BEGIN Data to use
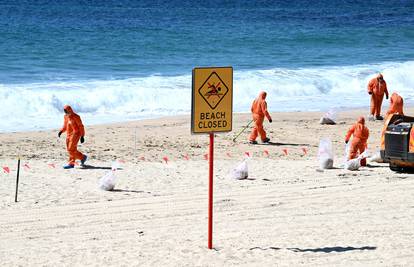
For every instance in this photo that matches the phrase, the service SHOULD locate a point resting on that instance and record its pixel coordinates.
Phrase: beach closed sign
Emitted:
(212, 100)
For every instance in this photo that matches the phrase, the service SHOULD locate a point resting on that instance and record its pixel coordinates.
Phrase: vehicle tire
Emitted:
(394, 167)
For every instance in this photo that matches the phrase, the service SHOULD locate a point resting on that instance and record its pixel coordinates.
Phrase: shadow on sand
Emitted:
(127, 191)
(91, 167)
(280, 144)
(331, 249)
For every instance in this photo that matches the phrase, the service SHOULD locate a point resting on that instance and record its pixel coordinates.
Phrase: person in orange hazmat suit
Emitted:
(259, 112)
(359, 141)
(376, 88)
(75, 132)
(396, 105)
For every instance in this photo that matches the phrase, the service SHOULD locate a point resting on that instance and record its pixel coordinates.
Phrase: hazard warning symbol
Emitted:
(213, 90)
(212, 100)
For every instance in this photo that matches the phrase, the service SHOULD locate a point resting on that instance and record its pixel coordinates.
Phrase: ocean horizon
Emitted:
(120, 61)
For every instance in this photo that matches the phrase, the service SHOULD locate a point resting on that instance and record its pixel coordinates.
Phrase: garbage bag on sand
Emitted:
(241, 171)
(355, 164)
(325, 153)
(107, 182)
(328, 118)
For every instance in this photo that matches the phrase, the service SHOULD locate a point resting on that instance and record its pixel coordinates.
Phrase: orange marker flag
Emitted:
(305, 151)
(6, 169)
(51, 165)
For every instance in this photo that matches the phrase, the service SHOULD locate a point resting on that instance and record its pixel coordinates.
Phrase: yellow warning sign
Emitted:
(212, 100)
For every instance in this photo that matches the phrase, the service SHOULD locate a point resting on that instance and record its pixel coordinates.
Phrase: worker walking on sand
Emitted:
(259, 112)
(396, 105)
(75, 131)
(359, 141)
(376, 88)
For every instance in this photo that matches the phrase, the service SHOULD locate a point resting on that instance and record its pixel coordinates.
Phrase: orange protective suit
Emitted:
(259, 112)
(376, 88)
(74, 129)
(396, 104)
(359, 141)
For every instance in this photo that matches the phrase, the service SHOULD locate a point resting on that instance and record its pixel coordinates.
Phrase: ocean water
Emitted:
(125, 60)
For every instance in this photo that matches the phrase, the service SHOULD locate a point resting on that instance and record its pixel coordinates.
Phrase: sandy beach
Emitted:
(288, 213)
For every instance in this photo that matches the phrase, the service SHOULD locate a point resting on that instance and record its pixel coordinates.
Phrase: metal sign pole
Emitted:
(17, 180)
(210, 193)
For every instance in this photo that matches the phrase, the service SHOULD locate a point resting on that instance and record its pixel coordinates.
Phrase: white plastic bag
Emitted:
END Data to use
Set problem: Repeat all of the entries word for word, but omit the pictures.

Task solution:
For every instance in this photo that matches the phrase, the service SHOULD locate a point resting on that instance and record its pixel coordinates.
Phrase: beach closed sign
Emitted:
(212, 100)
For every instance in this photo that matches the phrase, the service SHOULD locate a point resting on that instance and record its pixel coordinates.
Phrase: vehicle tire
Emitted:
(394, 167)
For every instance in this photo that matches the phrase, the service SHOULD locate a point resting on that instance and record its pixel coordinates.
Phrase: shadow on sand
Emitted:
(127, 191)
(91, 167)
(280, 144)
(331, 249)
For every instance in this photo that matches the phrase, the service SHOULD locate a point resting on that instance and record its pixel coordinates.
Phrase: person in orange hazmat suit
Emitted:
(259, 112)
(359, 141)
(376, 88)
(75, 132)
(396, 105)
For every instance in this photo that matches the phrase, the service SHOULD locate a point resting on that instance and record its pixel coordinates.
Phrase: hazard warning symbol
Emitted:
(213, 90)
(212, 100)
For every instance in this photo that matches the phrase, the service SHOULD locate a point resting on that instance and record its pixel coordinates.
Phrase: ocean horizon
Emitted:
(120, 61)
For every instance in this photo that matches the phrase, the service SHOULD locate a point resting on that instance and record its pixel coordinates.
Phrase: garbage bag on sand
Emitted:
(241, 171)
(355, 164)
(325, 153)
(107, 182)
(328, 118)
For every instance in this photo that matches the phrase, the service SHOULD locate a point resting on that instance and record its pixel coordinates.
Phrase: orange marker flag
Emitted:
(305, 151)
(6, 169)
(51, 165)
For every instance in this photo that matches the phrase, the service SHOULD locate a point resting on that instance and record its pixel coordinates.
Phrase: yellow warning sign
Emitted:
(212, 100)
For every instance in this photo that matches the phrase, the service SHOULD locate a point resting on that instance and record its pixel coordinates.
Phrase: worker walking on sand
Emitted:
(259, 112)
(396, 105)
(75, 131)
(359, 141)
(376, 88)
For every instance in this photo that matches the phrase, the service SHOULD locate a point resting on that instance and record its pixel coordinates.
Phrase: orange protective suit
Emitted:
(259, 112)
(376, 88)
(74, 129)
(396, 104)
(359, 141)
For every instance in this photo that matches the phrase, the service SHOULD locate a point resting on that instance and record its pixel coordinates.
Phrase: ocean water
Emitted:
(125, 60)
For every instance in this photo that matches the phrase, the service SHOULD locate a point resting on that instance and record its pixel coordinates.
Phrase: sandy beach
Emitted:
(288, 213)
For every instance in this photo that matches the phrase, the service SHOULD locate a point resting on that instance and record its pixel coordinates.
Phrase: metal sign pole
Emitted:
(17, 180)
(210, 193)
For every instance in this photo that matches the phrase, the service SHOULD locate a point resting on that instance and record its pixel coordinates.
Phrase: white plastic bag
Emitted:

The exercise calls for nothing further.